***** EXTRACTED ENTRIES *****
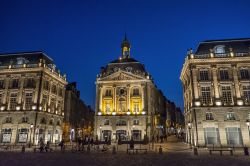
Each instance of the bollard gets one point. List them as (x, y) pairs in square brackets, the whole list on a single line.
[(195, 151), (23, 148), (88, 148), (160, 150), (246, 151), (114, 150)]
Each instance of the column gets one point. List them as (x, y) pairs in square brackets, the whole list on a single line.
[(128, 97), (236, 82), (195, 83), (114, 97), (215, 82)]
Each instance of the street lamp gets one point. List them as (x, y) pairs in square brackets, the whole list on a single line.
[(31, 127), (248, 124), (189, 128), (100, 132)]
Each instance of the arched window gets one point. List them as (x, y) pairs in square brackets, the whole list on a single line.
[(122, 105), (136, 92), (220, 49)]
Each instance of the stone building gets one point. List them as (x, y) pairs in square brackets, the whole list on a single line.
[(31, 98), (216, 86), (128, 104), (78, 118)]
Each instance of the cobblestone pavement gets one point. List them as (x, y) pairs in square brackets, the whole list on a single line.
[(174, 153)]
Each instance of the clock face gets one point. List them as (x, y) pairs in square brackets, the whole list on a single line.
[(122, 91)]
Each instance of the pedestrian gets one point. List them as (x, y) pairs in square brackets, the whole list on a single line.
[(92, 141), (41, 145), (61, 144)]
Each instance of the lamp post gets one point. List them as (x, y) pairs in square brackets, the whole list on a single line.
[(31, 127), (100, 132), (189, 128), (248, 124)]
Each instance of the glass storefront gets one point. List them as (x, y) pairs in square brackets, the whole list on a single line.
[(211, 136), (234, 136), (136, 134), (6, 135), (23, 135)]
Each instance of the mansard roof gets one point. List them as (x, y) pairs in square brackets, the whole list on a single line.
[(28, 57), (239, 45)]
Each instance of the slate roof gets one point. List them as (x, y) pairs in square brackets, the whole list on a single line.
[(30, 58), (240, 45)]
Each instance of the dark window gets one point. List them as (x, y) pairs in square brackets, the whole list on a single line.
[(204, 75)]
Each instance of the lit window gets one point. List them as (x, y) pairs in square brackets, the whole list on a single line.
[(224, 74), (106, 122), (219, 49), (209, 116), (206, 95), (108, 92), (230, 116), (246, 92), (226, 94), (1, 84), (136, 92), (136, 122), (28, 101), (13, 101), (244, 74), (204, 75)]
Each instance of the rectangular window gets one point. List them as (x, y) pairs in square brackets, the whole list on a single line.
[(226, 94), (13, 101), (246, 93), (30, 83), (230, 116), (1, 84), (136, 92), (136, 122), (209, 116), (15, 83), (46, 85), (1, 96), (136, 107), (204, 75), (44, 102), (106, 122), (212, 136), (244, 74), (224, 75), (234, 136), (206, 95), (108, 92), (28, 101)]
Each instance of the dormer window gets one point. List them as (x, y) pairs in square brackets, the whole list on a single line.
[(220, 49), (21, 61)]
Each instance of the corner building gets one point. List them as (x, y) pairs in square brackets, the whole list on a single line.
[(31, 98), (127, 101), (216, 87)]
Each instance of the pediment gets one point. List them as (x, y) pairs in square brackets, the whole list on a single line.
[(121, 75)]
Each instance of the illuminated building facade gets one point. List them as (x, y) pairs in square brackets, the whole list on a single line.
[(216, 86), (31, 98), (78, 117), (128, 104)]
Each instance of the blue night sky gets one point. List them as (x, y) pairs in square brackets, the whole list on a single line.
[(82, 36)]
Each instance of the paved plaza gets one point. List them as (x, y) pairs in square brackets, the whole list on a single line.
[(174, 153)]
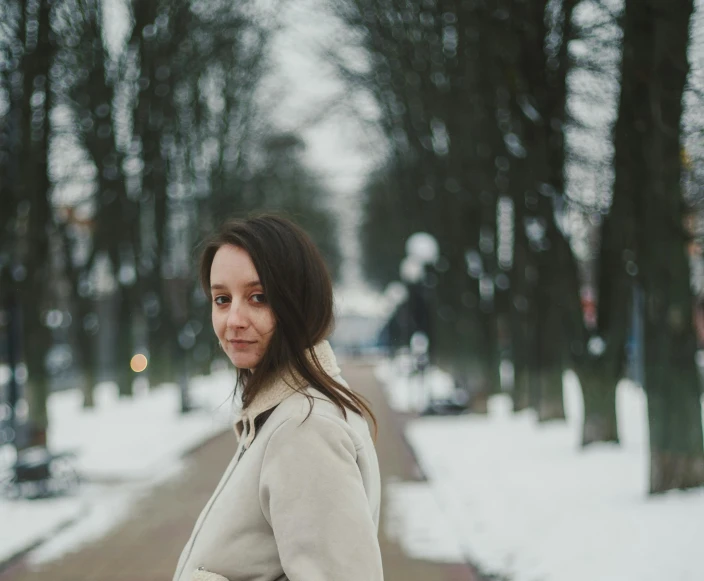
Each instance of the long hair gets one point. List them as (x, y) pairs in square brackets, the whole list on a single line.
[(298, 288)]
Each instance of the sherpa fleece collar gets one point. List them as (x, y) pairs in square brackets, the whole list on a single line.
[(282, 387)]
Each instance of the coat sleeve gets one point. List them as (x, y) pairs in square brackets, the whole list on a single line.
[(312, 495)]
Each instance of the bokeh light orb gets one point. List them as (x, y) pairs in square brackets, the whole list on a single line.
[(138, 363)]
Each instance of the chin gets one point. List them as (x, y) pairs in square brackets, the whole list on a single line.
[(247, 362)]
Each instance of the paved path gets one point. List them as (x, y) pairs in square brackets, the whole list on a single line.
[(146, 545)]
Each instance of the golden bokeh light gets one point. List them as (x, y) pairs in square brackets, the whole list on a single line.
[(138, 363)]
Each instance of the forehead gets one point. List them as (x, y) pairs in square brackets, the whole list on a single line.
[(232, 265)]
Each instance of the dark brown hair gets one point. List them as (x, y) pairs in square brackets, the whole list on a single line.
[(298, 288)]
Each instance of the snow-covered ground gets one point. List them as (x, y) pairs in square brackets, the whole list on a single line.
[(123, 447), (524, 501)]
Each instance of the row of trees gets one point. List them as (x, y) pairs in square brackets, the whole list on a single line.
[(541, 143), (125, 138)]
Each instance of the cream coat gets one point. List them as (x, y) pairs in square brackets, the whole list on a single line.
[(300, 499)]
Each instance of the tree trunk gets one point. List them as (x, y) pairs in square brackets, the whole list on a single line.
[(657, 32), (598, 384)]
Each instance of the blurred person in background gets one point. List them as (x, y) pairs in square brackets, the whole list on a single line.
[(300, 499)]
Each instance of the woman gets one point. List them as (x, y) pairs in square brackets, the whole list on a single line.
[(300, 499)]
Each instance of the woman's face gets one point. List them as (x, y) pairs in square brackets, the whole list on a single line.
*****
EXERCISE OBJECTIVE: Repeat, exactly and in full, every entry in the data, but not the pictures.

OUTPUT OF THE EXERCISE:
Each instance of the bollard gets one point. List them as (x, y) pairs in square brackets, the whole list on a single line.
[(195, 151), (23, 148), (88, 148), (160, 150), (246, 151), (114, 150)]
Each instance of the column gets one point. List them as (x, y) pairs in square brackets, the whole list on a single line.
[(128, 97), (236, 82), (195, 83), (114, 97), (215, 82)]
Each instance of the street lamp gets one point. List them as (x, y) pairs in square brackets, the whole list on a single line.
[(31, 127), (248, 124), (189, 128), (100, 132)]
Each instance of the arched window gets one point. List them as (x, y) pairs in square brackets, the whole list on a single line.
[(122, 105), (136, 92), (220, 49)]
Each instance of the stone building gets one point. List them as (x, y) pairs in square brackets, the whole list on a single line.
[(31, 98), (216, 86), (128, 104), (78, 118)]
Each instance of the cobblestone pavement gets one point. List them as (x, y) pairs in square brackets, the whole list on a single line.
[(174, 153)]
Each instance of the clock face gets one point. List them as (x, y) pairs in square brackets, the whole list on a single line.
[(122, 91)]
Each instance of the pedestrian gets one point. List them as (x, y) pairs in square brackets, the whole list on a single line.
[(92, 141), (41, 145), (61, 144)]
Each instance of the lamp post gets one point. List them as (x, y) pairs in square brackets, the whole list on a single line.
[(31, 127), (100, 132), (189, 128), (248, 124)]
Each instance of the glass storefront gets one point. List them as (x, y) pairs in square brackets, the whole list on a single line.
[(211, 136), (234, 136), (136, 134), (6, 135), (23, 135)]
Each instance of the mansard roof gets one point. List them as (x, y) pairs in square brackets, the whole list on a single line.
[(28, 57), (239, 45)]
Each instance of the slate roof gets one point. List them as (x, y) pairs in square brackets, the whole list on a single line.
[(30, 58), (240, 45)]
Each instance of the dark window gets one point. List them as (x, y) pairs in square brackets, the whole list on a single line.
[(204, 75)]
Each instance of the lit window gets one point. List them as (x, y) pairs in square brackets, the whole list on a single line.
[(224, 74), (106, 122), (219, 49), (209, 116), (206, 95), (108, 92), (230, 116), (246, 92), (226, 94), (1, 84), (136, 92), (136, 122), (28, 101), (13, 101), (244, 74), (204, 75)]
Each instance of the rectangular window gets one point. List them as (x, y) pairs in square brackets, the whole list on a single line.
[(226, 94), (13, 101), (246, 93), (30, 83), (230, 116), (1, 84), (136, 92), (136, 122), (209, 116), (15, 83), (46, 85), (1, 96), (136, 107), (204, 75), (44, 102), (106, 122), (212, 136), (244, 74), (224, 75), (234, 136), (206, 95), (108, 92), (28, 101)]
Each instance of the dormer window gets one point. List them as (x, y) pairs in square brackets, the whole list on a single line.
[(220, 49), (21, 61)]
Each instance of the corner building gets one point. List them as (x, y) pairs in square brackets, the whole list on a single line.
[(31, 98), (127, 101), (216, 87)]
Each instance of the pediment gets one point. List them as (x, y) pairs in square brackets, the whole list on a single line.
[(121, 75)]
Each instance of the illuminated building facade gets one point. List them as (x, y) pairs in square brackets, the whole list on a single line.
[(216, 86), (31, 98), (78, 117), (128, 104)]
Each instance of the blue night sky gets one point. List them as (x, y) pairs in square brackets, the whole list on a single line.
[(82, 36)]
Each instance of the paved plaza gets one point. List them as (x, y) pairs in square brackets, the whole list on a single line.
[(174, 153)]
Each instance of the long hair gets one point. List them as (x, y) pairs in square brackets, the whole list on a single line.
[(298, 288)]
Each instance of the sherpa fleece collar gets one point. List them as (x, y) pairs in square brackets, the whole list on a single line.
[(282, 387)]
Each instance of the coat sleeve gets one point. List them as (x, y) pairs in square brackets, the whole list on a single line.
[(312, 495)]
Each instance of the bokeh light orb gets one point. List them as (x, y) pairs in square brackets, the whole list on a single line.
[(138, 363)]
Each instance of the chin gets one point. List them as (x, y) pairs in square brackets, the whole list on a single line.
[(247, 362)]
Each instance of the paved path gets one point. List them as (x, y) pairs in square brackets, the whole list on a single line.
[(146, 545)]
Each instance of the golden bokeh light gets one point. List them as (x, y) pairs in square brackets, the whole list on a single line.
[(138, 363)]
Each instance of the forehead gets one point. List them as (x, y) pairs in square brackets, the whole list on a single line.
[(232, 265)]
Each instance of the dark brown hair gets one point. List them as (x, y) pairs in square brackets, the whole list on a single line.
[(298, 288)]
Each instance of the snow-covered ground gets one point. List them as (x, y) pairs in square brackets, the whole list on a single line.
[(123, 447), (524, 501)]
Each instance of the row of trees gets one point. List them as (x, y) pairs in square brackets, the whole list on a single line.
[(541, 143), (125, 138)]
Each instance of the cream coat gets one point. List them as (x, y) pairs in square brackets, the whole list on a single line.
[(300, 499)]
Each instance of the tree trunk gets one point. List them as (x, y) pairs in square brackets, the whole list on a single line.
[(657, 32), (598, 384)]
Each instance of the blurred person in background gets one point. List them as (x, y) pairs in square brackets, the whole list on a single line.
[(300, 499)]
Each instance of the woman gets one point. List them as (x, y) pairs in square brackets, the whole list on a single line.
[(300, 499)]
Each instance of the woman's face gets one point. List them as (x, y) pairs in square brackets, the whole list on a single line.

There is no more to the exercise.